* START Provided entries *

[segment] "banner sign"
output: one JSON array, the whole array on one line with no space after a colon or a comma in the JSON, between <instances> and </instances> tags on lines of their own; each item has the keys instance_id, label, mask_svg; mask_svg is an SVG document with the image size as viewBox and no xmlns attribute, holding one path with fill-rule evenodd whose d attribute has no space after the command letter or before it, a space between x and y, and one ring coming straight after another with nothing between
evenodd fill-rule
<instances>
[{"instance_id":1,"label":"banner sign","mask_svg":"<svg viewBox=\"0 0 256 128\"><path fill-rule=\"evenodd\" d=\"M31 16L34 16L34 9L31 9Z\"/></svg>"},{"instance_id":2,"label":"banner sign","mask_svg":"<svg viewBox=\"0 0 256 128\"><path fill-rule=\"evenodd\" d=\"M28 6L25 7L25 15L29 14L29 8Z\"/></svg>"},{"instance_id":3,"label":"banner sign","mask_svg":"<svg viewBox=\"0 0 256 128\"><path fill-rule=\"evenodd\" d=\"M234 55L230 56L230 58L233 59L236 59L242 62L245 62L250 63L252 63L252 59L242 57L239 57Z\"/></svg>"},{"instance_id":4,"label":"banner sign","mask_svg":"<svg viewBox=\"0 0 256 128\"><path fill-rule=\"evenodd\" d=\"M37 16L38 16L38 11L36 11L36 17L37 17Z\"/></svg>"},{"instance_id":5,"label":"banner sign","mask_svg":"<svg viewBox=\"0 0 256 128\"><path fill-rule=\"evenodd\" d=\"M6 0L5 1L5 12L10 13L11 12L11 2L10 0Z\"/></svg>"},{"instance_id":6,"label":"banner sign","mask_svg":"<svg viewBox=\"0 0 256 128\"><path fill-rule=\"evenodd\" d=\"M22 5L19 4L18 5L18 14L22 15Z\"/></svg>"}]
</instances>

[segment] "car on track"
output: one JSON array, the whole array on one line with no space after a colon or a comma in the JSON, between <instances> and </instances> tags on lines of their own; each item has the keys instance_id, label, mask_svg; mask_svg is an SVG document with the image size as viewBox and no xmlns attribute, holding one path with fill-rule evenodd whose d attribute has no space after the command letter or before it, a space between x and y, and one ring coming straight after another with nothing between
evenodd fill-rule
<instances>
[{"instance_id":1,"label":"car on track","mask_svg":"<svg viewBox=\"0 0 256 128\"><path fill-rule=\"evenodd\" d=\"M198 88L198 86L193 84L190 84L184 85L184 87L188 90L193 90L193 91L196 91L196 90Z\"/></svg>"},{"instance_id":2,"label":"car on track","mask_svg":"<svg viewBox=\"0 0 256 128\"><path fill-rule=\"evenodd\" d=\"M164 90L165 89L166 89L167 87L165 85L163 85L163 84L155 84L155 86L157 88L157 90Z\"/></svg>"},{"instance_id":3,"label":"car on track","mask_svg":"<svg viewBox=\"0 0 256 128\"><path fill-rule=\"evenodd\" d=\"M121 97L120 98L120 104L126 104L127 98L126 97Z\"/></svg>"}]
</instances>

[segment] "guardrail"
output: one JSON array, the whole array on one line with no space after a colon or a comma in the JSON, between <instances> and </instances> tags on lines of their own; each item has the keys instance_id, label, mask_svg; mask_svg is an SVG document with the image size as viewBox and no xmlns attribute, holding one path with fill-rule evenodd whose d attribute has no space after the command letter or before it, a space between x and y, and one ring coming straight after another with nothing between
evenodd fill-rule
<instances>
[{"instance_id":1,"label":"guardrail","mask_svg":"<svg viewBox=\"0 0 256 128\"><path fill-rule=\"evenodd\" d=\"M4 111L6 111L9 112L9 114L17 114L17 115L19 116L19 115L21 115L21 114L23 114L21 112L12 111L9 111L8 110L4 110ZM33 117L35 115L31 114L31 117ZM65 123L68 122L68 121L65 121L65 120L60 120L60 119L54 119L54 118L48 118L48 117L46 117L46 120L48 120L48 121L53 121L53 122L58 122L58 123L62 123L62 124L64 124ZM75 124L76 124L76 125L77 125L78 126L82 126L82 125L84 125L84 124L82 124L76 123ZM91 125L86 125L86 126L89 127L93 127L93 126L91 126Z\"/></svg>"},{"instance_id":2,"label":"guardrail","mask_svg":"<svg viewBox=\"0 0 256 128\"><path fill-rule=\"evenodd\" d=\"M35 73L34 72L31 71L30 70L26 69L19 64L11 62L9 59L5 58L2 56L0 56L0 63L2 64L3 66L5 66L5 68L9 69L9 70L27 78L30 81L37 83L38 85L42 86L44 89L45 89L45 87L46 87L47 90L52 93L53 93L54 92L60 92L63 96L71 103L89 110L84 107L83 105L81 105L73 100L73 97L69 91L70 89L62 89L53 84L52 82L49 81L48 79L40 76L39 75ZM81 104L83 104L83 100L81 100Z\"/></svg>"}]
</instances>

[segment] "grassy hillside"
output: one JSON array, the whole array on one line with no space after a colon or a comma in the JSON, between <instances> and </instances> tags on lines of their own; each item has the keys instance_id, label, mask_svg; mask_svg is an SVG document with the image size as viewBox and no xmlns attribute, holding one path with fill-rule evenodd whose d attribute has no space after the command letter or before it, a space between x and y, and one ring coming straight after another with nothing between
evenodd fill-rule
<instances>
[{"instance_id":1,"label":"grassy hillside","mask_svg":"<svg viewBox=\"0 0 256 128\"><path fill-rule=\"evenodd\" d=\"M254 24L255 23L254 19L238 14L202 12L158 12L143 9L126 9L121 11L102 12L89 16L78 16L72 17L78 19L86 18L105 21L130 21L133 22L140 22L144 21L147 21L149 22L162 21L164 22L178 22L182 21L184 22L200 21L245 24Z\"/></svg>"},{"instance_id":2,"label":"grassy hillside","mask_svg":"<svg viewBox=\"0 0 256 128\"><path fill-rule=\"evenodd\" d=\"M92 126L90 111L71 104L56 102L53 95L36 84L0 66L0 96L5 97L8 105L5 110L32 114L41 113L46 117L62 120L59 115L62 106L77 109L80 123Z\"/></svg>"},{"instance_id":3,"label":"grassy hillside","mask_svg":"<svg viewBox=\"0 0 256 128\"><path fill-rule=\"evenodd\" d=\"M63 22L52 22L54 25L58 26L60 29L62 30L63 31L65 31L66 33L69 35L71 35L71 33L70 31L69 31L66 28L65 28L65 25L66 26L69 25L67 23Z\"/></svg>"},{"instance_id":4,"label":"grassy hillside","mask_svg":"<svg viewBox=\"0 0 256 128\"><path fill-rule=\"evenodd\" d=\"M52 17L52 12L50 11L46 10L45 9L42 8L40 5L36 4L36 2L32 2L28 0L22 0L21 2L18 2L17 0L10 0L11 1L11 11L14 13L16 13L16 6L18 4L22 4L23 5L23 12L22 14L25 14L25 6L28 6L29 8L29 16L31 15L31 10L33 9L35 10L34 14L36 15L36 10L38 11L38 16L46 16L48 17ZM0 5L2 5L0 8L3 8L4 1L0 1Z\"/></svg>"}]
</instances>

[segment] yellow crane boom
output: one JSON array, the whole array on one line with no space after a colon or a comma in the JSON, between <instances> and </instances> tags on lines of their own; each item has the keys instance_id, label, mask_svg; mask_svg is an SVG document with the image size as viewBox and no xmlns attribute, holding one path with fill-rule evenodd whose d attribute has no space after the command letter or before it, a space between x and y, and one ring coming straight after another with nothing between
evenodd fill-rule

* END Provided entries *

Only the lines from the one containing "[segment] yellow crane boom" through the end of the material should be reproduced, exactly, with both ends included.

[segment] yellow crane boom
output: one JSON array, the whole array on one line with no space after a colon or a comma in the JSON, between <instances> and </instances> tags on lines of their own; each item has the keys instance_id, label, mask_svg; mask_svg is an SVG document with the image size as viewBox and no xmlns attribute, holding one path with fill-rule evenodd whose d attribute has no space after the command letter or before it, a space between x and y, and one ring coming straight after another with nothing between
evenodd fill-rule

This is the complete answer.